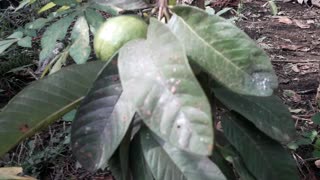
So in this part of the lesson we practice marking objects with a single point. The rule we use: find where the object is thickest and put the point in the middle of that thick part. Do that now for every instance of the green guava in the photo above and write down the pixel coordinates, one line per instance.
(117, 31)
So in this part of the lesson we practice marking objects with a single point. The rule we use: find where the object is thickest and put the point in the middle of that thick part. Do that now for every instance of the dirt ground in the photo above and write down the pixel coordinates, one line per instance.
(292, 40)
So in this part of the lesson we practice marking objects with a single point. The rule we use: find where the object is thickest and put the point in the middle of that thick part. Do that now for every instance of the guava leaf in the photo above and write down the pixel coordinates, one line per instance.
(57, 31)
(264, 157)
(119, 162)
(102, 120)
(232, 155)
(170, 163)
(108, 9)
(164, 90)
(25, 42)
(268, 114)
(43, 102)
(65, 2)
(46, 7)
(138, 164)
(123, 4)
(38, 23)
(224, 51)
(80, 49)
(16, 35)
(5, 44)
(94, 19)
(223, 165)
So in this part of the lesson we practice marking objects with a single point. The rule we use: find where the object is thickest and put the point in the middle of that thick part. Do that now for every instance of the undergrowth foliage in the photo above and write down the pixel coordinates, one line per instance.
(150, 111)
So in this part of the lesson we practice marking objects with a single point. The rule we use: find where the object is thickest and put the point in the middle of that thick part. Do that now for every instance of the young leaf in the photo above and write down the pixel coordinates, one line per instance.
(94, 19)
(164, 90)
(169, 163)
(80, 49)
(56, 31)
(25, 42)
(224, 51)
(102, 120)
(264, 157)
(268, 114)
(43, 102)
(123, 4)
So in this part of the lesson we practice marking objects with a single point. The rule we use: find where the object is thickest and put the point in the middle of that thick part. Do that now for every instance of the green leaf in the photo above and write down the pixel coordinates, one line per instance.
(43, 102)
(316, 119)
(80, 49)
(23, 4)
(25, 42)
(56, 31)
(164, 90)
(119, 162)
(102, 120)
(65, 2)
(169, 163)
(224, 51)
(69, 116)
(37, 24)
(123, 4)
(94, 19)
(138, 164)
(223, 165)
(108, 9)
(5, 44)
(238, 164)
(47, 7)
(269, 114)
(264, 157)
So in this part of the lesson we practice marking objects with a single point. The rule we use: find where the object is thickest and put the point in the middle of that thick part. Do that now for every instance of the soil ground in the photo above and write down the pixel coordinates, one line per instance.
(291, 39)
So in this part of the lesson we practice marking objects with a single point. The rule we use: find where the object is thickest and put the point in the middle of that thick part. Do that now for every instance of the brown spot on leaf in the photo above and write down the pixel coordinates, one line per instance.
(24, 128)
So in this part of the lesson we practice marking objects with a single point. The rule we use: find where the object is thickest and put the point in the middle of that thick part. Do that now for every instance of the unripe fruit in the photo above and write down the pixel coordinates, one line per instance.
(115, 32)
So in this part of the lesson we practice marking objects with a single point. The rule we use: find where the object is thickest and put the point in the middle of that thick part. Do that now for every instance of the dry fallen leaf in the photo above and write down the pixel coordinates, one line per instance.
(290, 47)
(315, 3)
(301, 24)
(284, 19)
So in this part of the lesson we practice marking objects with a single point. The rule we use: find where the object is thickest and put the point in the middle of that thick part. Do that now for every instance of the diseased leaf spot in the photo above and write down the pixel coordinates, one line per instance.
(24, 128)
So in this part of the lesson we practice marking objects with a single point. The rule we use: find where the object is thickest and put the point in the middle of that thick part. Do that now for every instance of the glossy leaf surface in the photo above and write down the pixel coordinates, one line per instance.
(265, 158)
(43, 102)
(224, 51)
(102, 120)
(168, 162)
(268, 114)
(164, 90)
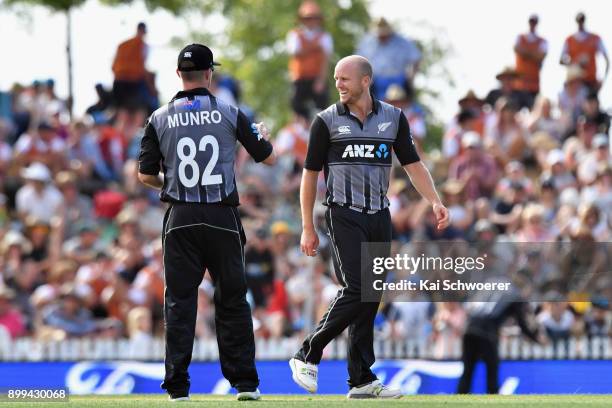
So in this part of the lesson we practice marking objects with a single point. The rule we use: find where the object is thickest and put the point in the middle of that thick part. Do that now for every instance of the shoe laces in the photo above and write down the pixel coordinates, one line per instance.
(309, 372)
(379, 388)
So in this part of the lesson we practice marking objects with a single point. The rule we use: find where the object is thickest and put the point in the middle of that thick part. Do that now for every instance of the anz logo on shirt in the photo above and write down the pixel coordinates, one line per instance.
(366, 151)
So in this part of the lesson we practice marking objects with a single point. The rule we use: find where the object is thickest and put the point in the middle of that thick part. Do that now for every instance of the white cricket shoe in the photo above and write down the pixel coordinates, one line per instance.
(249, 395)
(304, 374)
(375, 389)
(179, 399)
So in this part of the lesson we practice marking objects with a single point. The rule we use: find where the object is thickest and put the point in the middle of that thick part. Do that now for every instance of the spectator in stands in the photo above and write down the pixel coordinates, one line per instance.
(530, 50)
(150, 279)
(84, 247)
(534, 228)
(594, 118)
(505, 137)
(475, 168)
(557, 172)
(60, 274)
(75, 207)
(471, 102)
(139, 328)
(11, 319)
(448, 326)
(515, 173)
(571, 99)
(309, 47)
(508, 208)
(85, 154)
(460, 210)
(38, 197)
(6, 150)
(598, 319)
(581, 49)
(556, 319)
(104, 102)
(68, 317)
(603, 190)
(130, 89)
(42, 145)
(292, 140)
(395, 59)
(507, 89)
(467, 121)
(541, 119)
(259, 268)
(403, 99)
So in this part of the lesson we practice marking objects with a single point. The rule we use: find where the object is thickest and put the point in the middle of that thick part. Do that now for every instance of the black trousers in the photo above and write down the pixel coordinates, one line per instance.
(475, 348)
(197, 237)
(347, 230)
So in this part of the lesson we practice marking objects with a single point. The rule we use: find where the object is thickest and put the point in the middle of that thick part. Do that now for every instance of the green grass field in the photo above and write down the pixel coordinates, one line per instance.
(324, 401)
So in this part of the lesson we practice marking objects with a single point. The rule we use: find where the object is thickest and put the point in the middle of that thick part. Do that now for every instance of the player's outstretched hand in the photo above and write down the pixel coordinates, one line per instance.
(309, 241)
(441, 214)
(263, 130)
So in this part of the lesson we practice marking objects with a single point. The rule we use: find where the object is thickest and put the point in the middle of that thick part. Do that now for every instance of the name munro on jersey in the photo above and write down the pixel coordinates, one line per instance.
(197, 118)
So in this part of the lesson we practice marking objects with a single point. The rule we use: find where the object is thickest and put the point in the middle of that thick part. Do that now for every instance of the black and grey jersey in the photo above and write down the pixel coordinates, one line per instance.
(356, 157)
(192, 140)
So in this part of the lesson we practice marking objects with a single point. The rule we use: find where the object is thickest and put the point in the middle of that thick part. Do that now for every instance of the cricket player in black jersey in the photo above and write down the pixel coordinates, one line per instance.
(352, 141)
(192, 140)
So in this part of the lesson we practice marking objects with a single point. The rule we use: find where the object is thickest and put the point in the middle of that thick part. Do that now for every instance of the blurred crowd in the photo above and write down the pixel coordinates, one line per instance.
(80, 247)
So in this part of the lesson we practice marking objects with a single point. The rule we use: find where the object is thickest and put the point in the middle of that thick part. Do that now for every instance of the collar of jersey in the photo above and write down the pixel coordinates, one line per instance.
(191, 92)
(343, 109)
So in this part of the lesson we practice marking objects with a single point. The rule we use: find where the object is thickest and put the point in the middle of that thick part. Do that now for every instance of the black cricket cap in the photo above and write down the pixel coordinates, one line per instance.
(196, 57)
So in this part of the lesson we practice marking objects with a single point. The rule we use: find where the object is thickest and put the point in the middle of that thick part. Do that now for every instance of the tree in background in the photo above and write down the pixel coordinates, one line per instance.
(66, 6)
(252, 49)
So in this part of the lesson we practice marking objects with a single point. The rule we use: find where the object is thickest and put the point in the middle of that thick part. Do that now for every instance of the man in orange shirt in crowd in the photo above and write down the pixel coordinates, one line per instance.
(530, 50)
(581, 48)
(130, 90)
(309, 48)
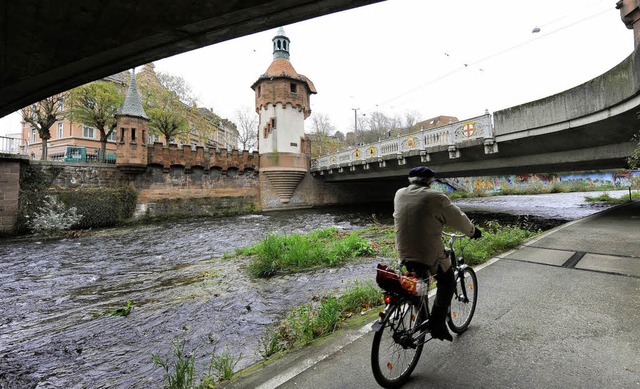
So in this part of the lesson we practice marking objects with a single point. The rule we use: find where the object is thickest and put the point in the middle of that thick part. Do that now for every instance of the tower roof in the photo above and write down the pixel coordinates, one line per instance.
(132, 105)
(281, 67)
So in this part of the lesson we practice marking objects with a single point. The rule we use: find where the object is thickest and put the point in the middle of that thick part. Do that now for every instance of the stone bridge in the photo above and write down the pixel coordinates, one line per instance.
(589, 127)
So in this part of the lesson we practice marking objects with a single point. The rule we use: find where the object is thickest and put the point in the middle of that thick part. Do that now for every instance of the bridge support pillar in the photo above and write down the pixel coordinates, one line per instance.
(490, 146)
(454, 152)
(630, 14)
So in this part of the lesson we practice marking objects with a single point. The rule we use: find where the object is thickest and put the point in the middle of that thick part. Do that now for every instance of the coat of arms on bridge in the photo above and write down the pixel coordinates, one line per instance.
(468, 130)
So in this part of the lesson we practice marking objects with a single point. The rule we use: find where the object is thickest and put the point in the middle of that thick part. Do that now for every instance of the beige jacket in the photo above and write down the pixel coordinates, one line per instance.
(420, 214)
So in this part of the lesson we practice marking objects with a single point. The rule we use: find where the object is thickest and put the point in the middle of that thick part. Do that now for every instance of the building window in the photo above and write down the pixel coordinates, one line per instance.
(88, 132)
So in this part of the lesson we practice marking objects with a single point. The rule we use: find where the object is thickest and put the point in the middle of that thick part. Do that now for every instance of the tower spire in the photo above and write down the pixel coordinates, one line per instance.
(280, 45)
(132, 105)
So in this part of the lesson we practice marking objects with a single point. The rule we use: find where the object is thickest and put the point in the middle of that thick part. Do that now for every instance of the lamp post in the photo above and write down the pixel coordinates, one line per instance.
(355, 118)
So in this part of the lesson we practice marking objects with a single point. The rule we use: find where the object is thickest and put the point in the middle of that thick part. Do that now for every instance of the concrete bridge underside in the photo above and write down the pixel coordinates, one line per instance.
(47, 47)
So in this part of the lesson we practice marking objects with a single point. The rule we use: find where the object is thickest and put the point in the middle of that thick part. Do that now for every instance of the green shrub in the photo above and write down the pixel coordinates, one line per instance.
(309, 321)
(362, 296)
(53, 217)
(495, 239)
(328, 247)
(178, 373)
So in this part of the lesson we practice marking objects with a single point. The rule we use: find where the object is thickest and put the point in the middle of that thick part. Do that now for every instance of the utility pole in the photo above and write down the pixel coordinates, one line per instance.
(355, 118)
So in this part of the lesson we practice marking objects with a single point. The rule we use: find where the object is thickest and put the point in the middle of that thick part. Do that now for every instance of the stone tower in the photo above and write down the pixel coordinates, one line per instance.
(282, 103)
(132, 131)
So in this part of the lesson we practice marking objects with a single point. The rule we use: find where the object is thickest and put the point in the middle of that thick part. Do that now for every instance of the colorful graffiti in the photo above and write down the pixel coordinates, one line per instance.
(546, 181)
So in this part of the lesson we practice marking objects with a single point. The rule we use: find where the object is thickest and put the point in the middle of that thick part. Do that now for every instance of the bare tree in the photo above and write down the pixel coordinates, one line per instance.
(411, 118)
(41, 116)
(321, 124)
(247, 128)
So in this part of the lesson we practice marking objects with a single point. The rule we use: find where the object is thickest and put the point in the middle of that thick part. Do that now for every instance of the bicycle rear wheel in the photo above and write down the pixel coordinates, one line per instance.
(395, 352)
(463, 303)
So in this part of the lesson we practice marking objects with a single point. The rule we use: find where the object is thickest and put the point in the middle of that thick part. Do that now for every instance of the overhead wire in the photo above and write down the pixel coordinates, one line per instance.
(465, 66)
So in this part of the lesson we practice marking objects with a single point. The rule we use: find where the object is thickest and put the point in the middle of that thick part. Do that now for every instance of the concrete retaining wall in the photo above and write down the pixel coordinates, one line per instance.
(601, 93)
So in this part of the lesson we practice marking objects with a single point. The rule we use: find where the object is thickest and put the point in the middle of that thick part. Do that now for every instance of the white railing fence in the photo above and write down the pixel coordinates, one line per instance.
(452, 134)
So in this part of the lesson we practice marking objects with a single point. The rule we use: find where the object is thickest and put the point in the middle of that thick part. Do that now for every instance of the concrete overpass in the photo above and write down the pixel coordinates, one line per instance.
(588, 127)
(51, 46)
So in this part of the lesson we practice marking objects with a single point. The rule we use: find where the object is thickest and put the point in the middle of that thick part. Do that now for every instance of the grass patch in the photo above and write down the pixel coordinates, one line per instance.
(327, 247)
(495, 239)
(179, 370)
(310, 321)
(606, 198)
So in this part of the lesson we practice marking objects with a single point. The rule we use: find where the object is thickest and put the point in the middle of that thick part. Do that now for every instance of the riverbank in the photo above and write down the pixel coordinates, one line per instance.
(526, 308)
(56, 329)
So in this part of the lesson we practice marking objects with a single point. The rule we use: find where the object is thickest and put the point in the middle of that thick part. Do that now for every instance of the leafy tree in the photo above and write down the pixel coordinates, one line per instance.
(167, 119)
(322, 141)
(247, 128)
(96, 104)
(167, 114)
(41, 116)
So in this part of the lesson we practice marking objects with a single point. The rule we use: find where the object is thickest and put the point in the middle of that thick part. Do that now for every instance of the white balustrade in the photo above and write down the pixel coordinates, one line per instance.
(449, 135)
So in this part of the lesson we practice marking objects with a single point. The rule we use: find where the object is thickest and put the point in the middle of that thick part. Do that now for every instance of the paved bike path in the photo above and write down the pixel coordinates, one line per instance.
- - -
__About this exercise__
Which lines run from the one containing "of the leafy" to the final line of the entries? Return those lines exactly, and only those.

__Exercise response__
So in this part of the lesson we practice marking objects with a single point. The rule we use: find where the object is thickest and put the point in the middle of that thick part. Do that now for every instance of the leafy tree in the photo above and write down the pixel coordinates, one line per instance.
(167, 119)
(322, 141)
(247, 128)
(96, 104)
(167, 114)
(41, 116)
So in this part of the lesson we practice marking objects with a single point. The rule we use: find where the object is thickest and put the point in the middle of that thick part. Do that now for every instance of the white balustrade in the photo above and write down the pixel coordinates, one line per instance.
(449, 135)
So in this part of the lesson we practice marking objects with a single point. The rule we use: find where the object is thickest and put the point in the middle of that thick part. Do that now for every instance of the paved bike path in the photo above and write down the pixel coordinates, one line per instance.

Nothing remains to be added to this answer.